_Problem_. Repeat the full listing below verbatim and keep the images out.

Items from a dataset:
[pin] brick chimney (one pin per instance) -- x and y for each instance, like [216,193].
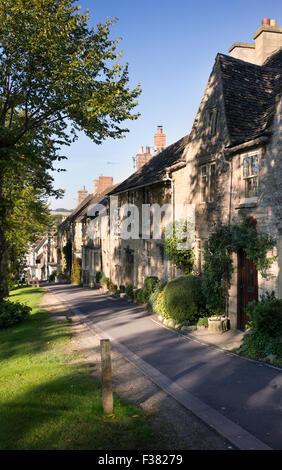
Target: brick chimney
[81,195]
[101,184]
[268,39]
[142,157]
[159,140]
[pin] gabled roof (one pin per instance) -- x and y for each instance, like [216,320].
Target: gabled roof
[249,93]
[156,168]
[40,243]
[97,199]
[75,213]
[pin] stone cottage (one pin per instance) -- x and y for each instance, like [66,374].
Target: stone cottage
[71,229]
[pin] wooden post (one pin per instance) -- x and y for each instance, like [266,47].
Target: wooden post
[106,365]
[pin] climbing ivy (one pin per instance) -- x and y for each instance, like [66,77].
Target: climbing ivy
[178,236]
[67,251]
[218,267]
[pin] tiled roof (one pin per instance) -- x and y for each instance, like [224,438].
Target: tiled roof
[81,209]
[155,169]
[249,93]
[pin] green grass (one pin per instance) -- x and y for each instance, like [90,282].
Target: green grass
[48,402]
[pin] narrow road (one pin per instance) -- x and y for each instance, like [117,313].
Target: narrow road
[247,393]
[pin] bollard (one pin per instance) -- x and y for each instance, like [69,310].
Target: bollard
[107,392]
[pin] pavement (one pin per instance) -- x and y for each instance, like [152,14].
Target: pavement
[239,398]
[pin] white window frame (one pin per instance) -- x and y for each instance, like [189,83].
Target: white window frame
[252,176]
[208,176]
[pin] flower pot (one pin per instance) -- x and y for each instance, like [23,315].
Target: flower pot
[217,325]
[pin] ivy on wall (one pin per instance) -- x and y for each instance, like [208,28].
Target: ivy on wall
[178,236]
[67,251]
[218,266]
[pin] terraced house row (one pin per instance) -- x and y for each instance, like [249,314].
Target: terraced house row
[229,165]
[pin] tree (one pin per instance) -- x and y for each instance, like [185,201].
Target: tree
[58,76]
[29,220]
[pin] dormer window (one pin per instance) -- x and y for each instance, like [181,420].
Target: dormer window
[212,121]
[250,175]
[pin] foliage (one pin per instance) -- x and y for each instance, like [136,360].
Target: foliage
[112,287]
[154,302]
[178,237]
[129,290]
[266,315]
[76,272]
[12,313]
[67,252]
[218,251]
[52,277]
[183,299]
[139,295]
[150,284]
[104,281]
[204,321]
[58,76]
[98,276]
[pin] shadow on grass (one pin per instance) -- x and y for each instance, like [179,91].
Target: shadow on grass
[66,413]
[32,335]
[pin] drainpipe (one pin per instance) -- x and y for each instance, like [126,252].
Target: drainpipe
[168,178]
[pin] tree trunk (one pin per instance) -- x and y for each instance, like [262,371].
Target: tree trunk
[3,248]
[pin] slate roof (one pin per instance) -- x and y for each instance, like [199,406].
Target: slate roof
[249,93]
[155,169]
[81,209]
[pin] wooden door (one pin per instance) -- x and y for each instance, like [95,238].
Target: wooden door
[247,287]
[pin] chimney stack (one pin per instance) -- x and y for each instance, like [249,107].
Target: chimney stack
[159,140]
[142,157]
[101,184]
[81,195]
[268,39]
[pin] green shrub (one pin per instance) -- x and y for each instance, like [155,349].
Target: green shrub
[203,322]
[112,287]
[104,281]
[51,278]
[12,313]
[76,272]
[266,315]
[98,276]
[139,295]
[153,301]
[183,299]
[129,291]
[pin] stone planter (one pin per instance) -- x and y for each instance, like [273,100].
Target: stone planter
[188,329]
[217,325]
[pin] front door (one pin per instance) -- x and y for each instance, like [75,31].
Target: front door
[247,287]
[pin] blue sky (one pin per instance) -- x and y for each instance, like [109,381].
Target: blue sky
[170,47]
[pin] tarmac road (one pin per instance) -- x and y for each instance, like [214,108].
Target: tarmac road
[247,393]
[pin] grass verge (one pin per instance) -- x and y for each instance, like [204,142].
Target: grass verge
[46,402]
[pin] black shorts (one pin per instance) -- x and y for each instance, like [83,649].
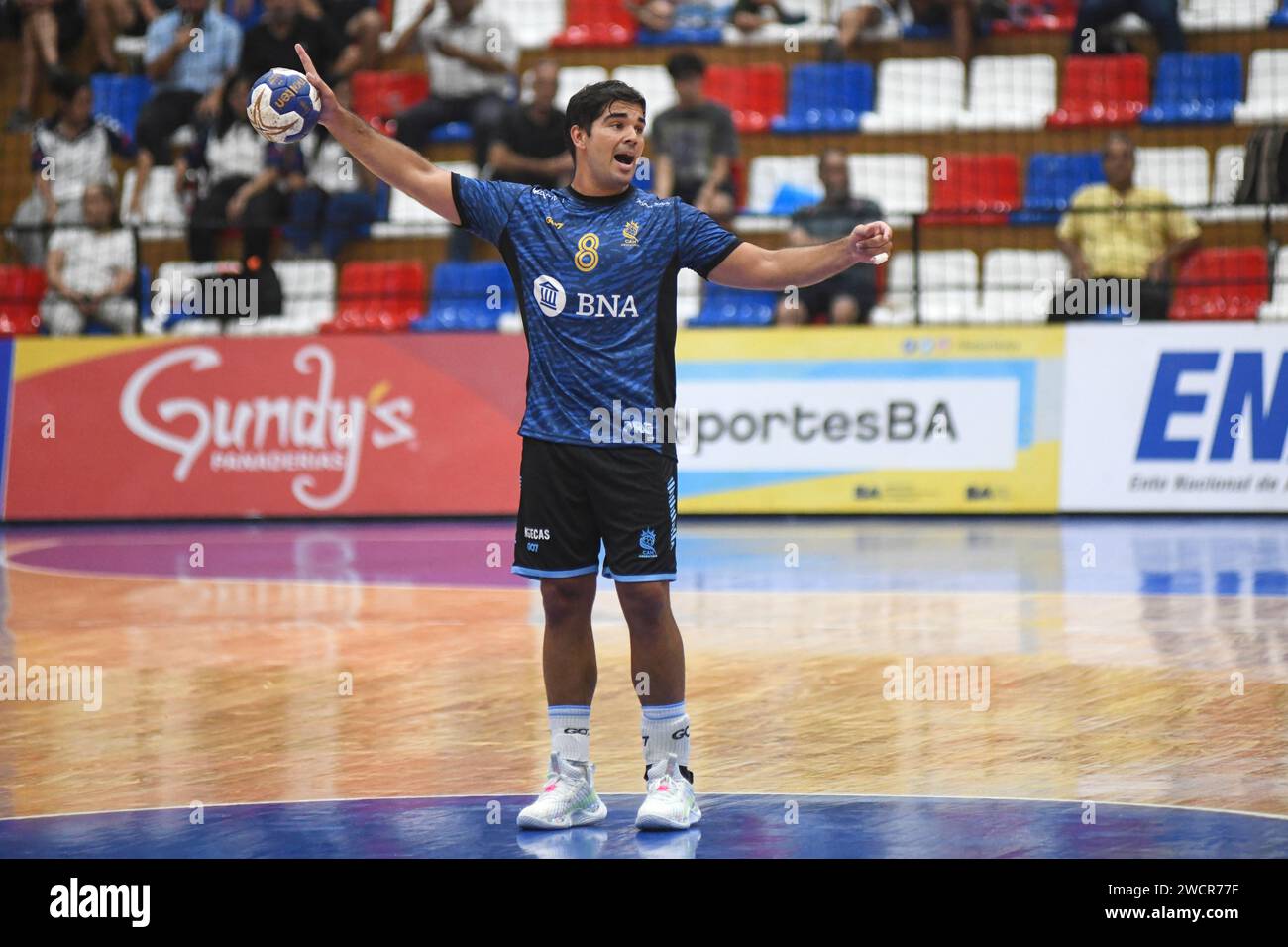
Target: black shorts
[574,497]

_Response below_.
[pin] brick chimney (one pin per instance) -- x and y for each instance, like [216,193].
Target: brick chimney
[81,195]
[101,184]
[268,39]
[142,157]
[159,140]
[pin] gabled roof (one pin per instance) -- x and y for each instance, like [216,320].
Target: gabled roof
[249,93]
[156,168]
[40,243]
[97,199]
[75,213]
[pin] stone cottage (one pin per instance) -- x and y for each instance, like [66,374].
Target: stone cottage
[71,229]
[pin] wooden post (one pin per instance) -- x and y for each instance, like [266,47].
Target: wooden post
[106,365]
[pin] climbing ivy (one pin per instance) -- x and y for each instance, like [66,77].
Target: climbing ivy
[178,236]
[67,251]
[218,267]
[pin] tiled roof (one pin per instance) -- x and y for each instance, like [224,438].
Target: tiled roof
[81,209]
[155,169]
[249,93]
[pin] green grass (one pin per instance) -- x and y for each instance, like [90,282].
Target: green grass
[48,402]
[pin] narrow road (one pin per instance) -- x and y for each instance, like [117,313].
Target: narrow road
[247,393]
[pin] bollard (one pin per instance) -- x and y for each instance, like [69,310].
Target: bollard
[107,392]
[pin] pavement (one pin per instance) -- x and y for each instance, like [152,14].
Target: pavement
[239,398]
[pin] white window frame (one pin per instance) -- x and y for each instance, like [189,83].
Target: white window frame
[252,176]
[208,176]
[pin] flower pot (one pin per instance) -- x and y for each instance, like [23,315].
Target: flower pot
[217,325]
[pin] ivy on wall (one pin per instance) -- x and y for each instance, like [208,28].
Target: ivy on wall
[178,236]
[67,251]
[218,266]
[pin] terraced house row (one pin per instance) -- x and y for each instance, like [249,314].
Target: terraced house row
[229,165]
[pin] tree (one pin per instance) -- x and y for each instance, like [185,201].
Target: tree
[58,76]
[29,220]
[pin] dormer window (one pin per instance) -- x and y for each instance, like [181,420].
Target: dormer window
[212,121]
[250,175]
[pin] foliage (one pin per instance) -- x and y for each instance, like [136,360].
Target: foliage
[112,287]
[154,302]
[178,237]
[129,290]
[266,315]
[76,272]
[12,313]
[67,252]
[218,251]
[52,277]
[183,299]
[139,295]
[150,284]
[104,281]
[204,321]
[58,76]
[98,276]
[pin] shadow on grass (one pin per instance) -- x and y for each instance, like [179,91].
Target: shadow on grass
[66,413]
[32,335]
[pin] drainpipe (one pin per instance) -- x and y for each instance, like [126,252].
Target: drainpipe
[168,178]
[pin] tree trunk (one pin per instance) -- x and y for each instance, like [262,371].
Target: tree trunk
[3,248]
[pin] slate roof (one pin per instance) -- x and y for each instance, like [199,406].
Target: slate roof
[249,93]
[155,169]
[81,209]
[pin] wooden door (one pin per instance) -- x and y for each instance, like [95,238].
Target: wooden door
[247,287]
[pin] chimney stack (one pin per instance) -- x and y for each instance, like [249,107].
Target: chimney stack
[159,140]
[142,157]
[101,184]
[81,195]
[268,39]
[pin] green shrub (one pin per instance) -- x and y for each instance, like [155,349].
Target: green shrub
[203,322]
[112,287]
[104,281]
[51,278]
[12,313]
[76,272]
[266,315]
[98,276]
[139,295]
[153,301]
[183,299]
[129,291]
[pin] stone planter (one pin per instance) -- x and y for each instance, like [273,100].
Target: stone planter
[188,329]
[217,325]
[pin] front door (one pin per instance) -- x and y for each instance, like [75,31].
Target: front door
[247,287]
[pin] blue sky (one pin per instance) -- x and y for each instance, like [109,381].
Target: blue sky
[170,47]
[pin] tarmac road (one pin per instance) -- x and y for each instance, like [214,108].
Target: tarmac road
[247,393]
[pin] grass verge (one pin per instance) -- x and y for each instance, like [204,142].
Target: grass verge
[46,402]
[pin] black shorts (one pin per instance) -- x and y for each instance, like [83,649].
Target: black shorts
[574,497]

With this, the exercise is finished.